- GIVEN REQUEST:
Rewrite the items from the line containing "of the water" through the last line of the items, including the requests in that range, and offset every coordinate in the answers by adding 79 to each number.

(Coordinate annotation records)
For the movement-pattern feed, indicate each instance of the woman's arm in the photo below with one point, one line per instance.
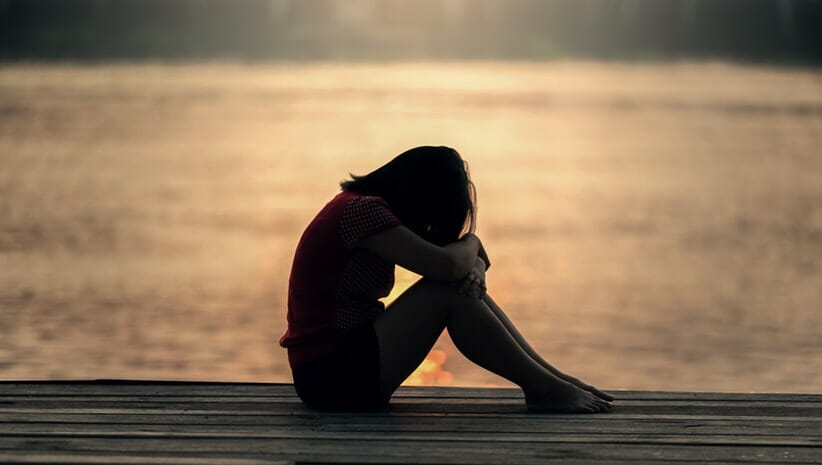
(401, 246)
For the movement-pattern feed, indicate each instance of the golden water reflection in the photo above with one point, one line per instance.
(651, 226)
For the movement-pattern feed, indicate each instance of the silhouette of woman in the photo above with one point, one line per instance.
(348, 352)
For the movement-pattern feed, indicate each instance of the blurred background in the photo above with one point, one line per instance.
(649, 178)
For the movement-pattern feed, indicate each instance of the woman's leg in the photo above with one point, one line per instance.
(407, 330)
(534, 354)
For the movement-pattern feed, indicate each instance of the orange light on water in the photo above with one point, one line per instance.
(431, 371)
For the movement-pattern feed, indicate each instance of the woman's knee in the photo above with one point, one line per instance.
(445, 294)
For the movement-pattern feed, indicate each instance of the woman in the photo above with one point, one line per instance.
(347, 351)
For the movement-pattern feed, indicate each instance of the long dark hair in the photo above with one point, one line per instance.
(428, 188)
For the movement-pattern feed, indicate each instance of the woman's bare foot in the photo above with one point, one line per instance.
(587, 387)
(565, 398)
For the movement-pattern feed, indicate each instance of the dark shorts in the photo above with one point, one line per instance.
(347, 379)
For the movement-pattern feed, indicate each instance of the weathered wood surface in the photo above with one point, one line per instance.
(245, 423)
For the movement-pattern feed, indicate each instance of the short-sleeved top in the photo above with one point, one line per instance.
(335, 285)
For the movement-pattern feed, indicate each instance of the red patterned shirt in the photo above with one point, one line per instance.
(334, 284)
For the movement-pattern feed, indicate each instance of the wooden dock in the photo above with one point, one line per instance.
(122, 422)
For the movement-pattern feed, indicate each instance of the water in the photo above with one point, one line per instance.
(651, 226)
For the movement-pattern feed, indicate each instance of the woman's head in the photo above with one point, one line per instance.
(429, 190)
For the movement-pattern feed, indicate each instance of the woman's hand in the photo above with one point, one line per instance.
(473, 284)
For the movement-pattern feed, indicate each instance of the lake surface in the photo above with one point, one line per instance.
(650, 226)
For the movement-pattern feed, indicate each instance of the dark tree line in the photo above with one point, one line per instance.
(768, 30)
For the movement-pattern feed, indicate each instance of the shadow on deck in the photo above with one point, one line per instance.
(135, 422)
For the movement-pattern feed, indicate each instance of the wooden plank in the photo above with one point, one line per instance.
(499, 408)
(128, 422)
(21, 458)
(613, 414)
(389, 450)
(505, 438)
(262, 390)
(422, 424)
(180, 399)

- TASK SOLUTION:
For the movement-pattern feed, indicate each instance of the water in the photo above with one point, one line per instance.
(730, 305)
For the movement-pattern feed, indicate each instance of the woman's head in the photo above with one point, one line per instance.
(508, 269)
For the movement-pattern feed, indicate each instance of the woman's hand in the photo above with one point, one line per instance.
(552, 363)
For the movement-pattern feed, indicate each instance of the lake surface in the photo above with one point, one line per instance.
(729, 305)
For the movement-pattern feed, indicate each instance of the dark tree line in the photo above with one point, one line per instance.
(847, 109)
For the movement-pattern feed, indicate each instance of the shadow on deck in the photo above with one point, one line per instance.
(214, 501)
For the movement-pattern feed, indicate each instance of the wooden plank in the photo above with one point, one line per instance.
(578, 487)
(207, 501)
(100, 537)
(692, 493)
(468, 529)
(584, 517)
(341, 469)
(501, 503)
(259, 478)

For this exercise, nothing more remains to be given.